AIM OF THE EXERCISE:
Count the lines in the listing below that contain the string "yellow". Give only the number.

[Dataset records]
● ● ● ● ● ● ●

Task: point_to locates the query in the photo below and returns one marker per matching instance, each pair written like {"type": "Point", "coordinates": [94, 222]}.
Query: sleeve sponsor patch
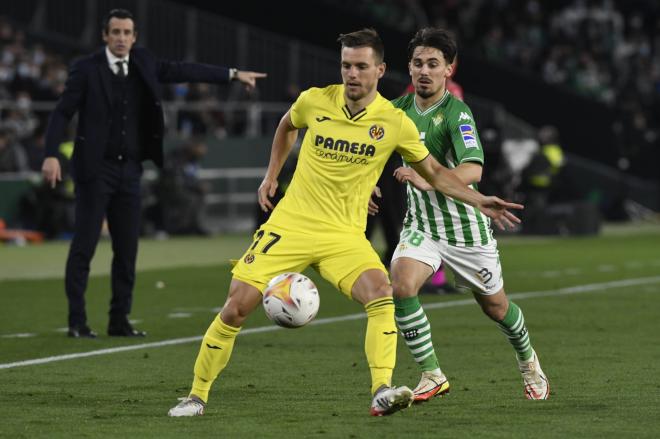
{"type": "Point", "coordinates": [469, 137]}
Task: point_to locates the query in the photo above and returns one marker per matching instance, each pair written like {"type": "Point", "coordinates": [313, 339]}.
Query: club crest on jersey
{"type": "Point", "coordinates": [464, 116]}
{"type": "Point", "coordinates": [469, 136]}
{"type": "Point", "coordinates": [376, 132]}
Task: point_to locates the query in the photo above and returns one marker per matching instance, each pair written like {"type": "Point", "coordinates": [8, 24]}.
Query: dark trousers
{"type": "Point", "coordinates": [114, 194]}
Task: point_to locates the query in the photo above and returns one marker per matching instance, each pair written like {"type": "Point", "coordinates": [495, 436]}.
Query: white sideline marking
{"type": "Point", "coordinates": [179, 315]}
{"type": "Point", "coordinates": [526, 295]}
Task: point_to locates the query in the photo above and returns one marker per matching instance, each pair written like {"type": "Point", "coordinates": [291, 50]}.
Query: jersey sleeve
{"type": "Point", "coordinates": [409, 146]}
{"type": "Point", "coordinates": [464, 137]}
{"type": "Point", "coordinates": [299, 110]}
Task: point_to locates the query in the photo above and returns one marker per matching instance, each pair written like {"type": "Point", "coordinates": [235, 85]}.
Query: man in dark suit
{"type": "Point", "coordinates": [117, 96]}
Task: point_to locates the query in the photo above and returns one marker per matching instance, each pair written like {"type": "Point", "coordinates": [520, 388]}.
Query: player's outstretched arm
{"type": "Point", "coordinates": [443, 180]}
{"type": "Point", "coordinates": [249, 78]}
{"type": "Point", "coordinates": [285, 137]}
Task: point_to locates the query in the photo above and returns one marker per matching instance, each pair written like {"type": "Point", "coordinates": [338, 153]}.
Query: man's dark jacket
{"type": "Point", "coordinates": [88, 92]}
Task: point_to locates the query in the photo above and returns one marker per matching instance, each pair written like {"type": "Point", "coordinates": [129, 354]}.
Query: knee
{"type": "Point", "coordinates": [496, 311]}
{"type": "Point", "coordinates": [404, 288]}
{"type": "Point", "coordinates": [380, 291]}
{"type": "Point", "coordinates": [233, 313]}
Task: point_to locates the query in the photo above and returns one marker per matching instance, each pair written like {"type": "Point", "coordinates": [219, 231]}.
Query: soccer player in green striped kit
{"type": "Point", "coordinates": [437, 228]}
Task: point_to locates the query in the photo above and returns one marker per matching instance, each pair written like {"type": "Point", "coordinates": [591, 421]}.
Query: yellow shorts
{"type": "Point", "coordinates": [339, 257]}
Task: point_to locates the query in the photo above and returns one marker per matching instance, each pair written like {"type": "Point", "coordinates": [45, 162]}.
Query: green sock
{"type": "Point", "coordinates": [416, 330]}
{"type": "Point", "coordinates": [513, 326]}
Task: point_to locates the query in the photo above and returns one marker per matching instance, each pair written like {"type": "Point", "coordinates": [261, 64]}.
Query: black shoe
{"type": "Point", "coordinates": [80, 331]}
{"type": "Point", "coordinates": [124, 329]}
{"type": "Point", "coordinates": [438, 289]}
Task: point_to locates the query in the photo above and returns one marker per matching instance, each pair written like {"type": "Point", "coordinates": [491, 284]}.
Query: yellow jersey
{"type": "Point", "coordinates": [341, 158]}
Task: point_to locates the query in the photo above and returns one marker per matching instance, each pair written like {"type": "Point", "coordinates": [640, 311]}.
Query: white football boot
{"type": "Point", "coordinates": [189, 406]}
{"type": "Point", "coordinates": [391, 399]}
{"type": "Point", "coordinates": [430, 385]}
{"type": "Point", "coordinates": [535, 381]}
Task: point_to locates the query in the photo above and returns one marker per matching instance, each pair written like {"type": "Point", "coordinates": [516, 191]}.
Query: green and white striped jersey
{"type": "Point", "coordinates": [449, 132]}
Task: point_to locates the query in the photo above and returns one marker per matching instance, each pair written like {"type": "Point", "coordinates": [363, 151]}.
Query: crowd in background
{"type": "Point", "coordinates": [606, 50]}
{"type": "Point", "coordinates": [603, 49]}
{"type": "Point", "coordinates": [28, 73]}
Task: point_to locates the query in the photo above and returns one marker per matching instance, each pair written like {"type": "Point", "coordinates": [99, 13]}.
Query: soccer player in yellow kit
{"type": "Point", "coordinates": [351, 132]}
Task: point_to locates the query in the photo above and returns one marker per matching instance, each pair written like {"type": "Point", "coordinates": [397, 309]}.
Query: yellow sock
{"type": "Point", "coordinates": [213, 356]}
{"type": "Point", "coordinates": [380, 341]}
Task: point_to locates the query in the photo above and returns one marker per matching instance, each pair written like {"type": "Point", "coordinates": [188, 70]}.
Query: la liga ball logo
{"type": "Point", "coordinates": [376, 132]}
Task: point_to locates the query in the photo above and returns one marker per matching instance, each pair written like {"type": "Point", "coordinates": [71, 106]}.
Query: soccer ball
{"type": "Point", "coordinates": [291, 300]}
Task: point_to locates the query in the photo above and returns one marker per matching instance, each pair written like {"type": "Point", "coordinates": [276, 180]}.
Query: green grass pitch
{"type": "Point", "coordinates": [592, 306]}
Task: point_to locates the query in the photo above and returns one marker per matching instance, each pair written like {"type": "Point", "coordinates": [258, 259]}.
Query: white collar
{"type": "Point", "coordinates": [112, 59]}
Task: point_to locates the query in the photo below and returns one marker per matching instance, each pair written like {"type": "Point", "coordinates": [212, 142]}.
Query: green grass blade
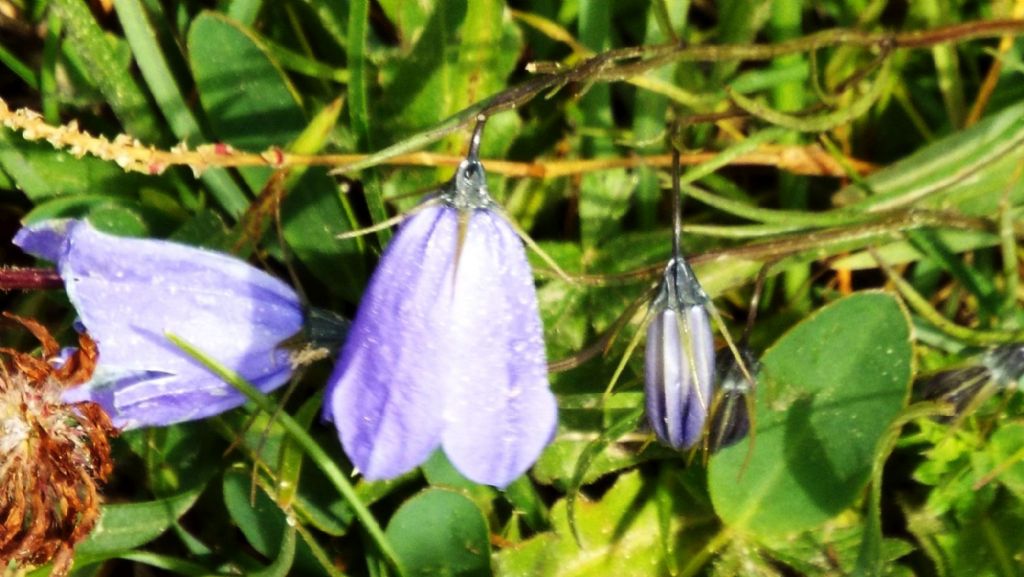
{"type": "Point", "coordinates": [305, 442]}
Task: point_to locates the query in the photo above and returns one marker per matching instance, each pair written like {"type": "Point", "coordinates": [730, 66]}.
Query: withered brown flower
{"type": "Point", "coordinates": [53, 456]}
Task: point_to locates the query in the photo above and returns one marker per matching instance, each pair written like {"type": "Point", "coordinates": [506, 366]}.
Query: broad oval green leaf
{"type": "Point", "coordinates": [827, 392]}
{"type": "Point", "coordinates": [125, 527]}
{"type": "Point", "coordinates": [440, 532]}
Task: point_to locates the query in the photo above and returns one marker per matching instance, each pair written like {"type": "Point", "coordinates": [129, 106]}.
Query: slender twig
{"type": "Point", "coordinates": [612, 66]}
{"type": "Point", "coordinates": [134, 156]}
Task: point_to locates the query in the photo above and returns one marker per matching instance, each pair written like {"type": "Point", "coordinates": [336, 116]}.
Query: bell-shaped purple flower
{"type": "Point", "coordinates": [448, 347]}
{"type": "Point", "coordinates": [680, 359]}
{"type": "Point", "coordinates": [130, 293]}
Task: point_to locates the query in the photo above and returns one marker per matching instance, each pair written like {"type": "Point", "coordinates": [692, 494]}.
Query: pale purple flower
{"type": "Point", "coordinates": [130, 293]}
{"type": "Point", "coordinates": [448, 347]}
{"type": "Point", "coordinates": [680, 359]}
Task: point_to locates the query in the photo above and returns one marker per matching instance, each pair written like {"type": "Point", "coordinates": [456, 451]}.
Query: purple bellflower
{"type": "Point", "coordinates": [680, 359]}
{"type": "Point", "coordinates": [446, 348]}
{"type": "Point", "coordinates": [130, 293]}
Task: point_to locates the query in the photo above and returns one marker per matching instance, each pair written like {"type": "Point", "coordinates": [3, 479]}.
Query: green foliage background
{"type": "Point", "coordinates": [845, 476]}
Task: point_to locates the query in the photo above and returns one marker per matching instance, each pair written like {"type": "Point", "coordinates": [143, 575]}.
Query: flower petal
{"type": "Point", "coordinates": [500, 412]}
{"type": "Point", "coordinates": [385, 396]}
{"type": "Point", "coordinates": [131, 292]}
{"type": "Point", "coordinates": [153, 399]}
{"type": "Point", "coordinates": [677, 406]}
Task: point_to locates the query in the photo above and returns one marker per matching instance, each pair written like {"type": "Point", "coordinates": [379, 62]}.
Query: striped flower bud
{"type": "Point", "coordinates": [680, 359]}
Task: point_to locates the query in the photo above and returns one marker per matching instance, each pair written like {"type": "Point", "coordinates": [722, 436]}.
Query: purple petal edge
{"type": "Point", "coordinates": [501, 412]}
{"type": "Point", "coordinates": [383, 395]}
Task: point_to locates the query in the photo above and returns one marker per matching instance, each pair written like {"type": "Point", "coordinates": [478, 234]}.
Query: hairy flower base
{"type": "Point", "coordinates": [53, 456]}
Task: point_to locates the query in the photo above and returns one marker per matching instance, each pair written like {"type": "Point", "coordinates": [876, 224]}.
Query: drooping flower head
{"type": "Point", "coordinates": [130, 293]}
{"type": "Point", "coordinates": [680, 358]}
{"type": "Point", "coordinates": [998, 368]}
{"type": "Point", "coordinates": [446, 348]}
{"type": "Point", "coordinates": [53, 455]}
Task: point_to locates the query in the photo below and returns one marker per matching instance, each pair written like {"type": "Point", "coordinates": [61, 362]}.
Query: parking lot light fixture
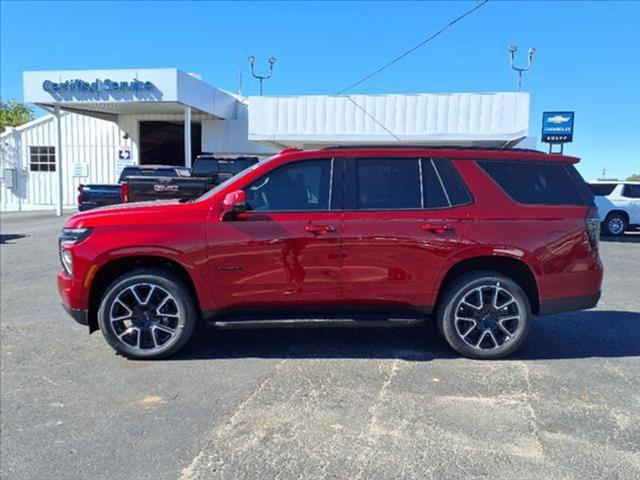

● ● ● ● ● ● ●

PROBLEM SOLUTION:
4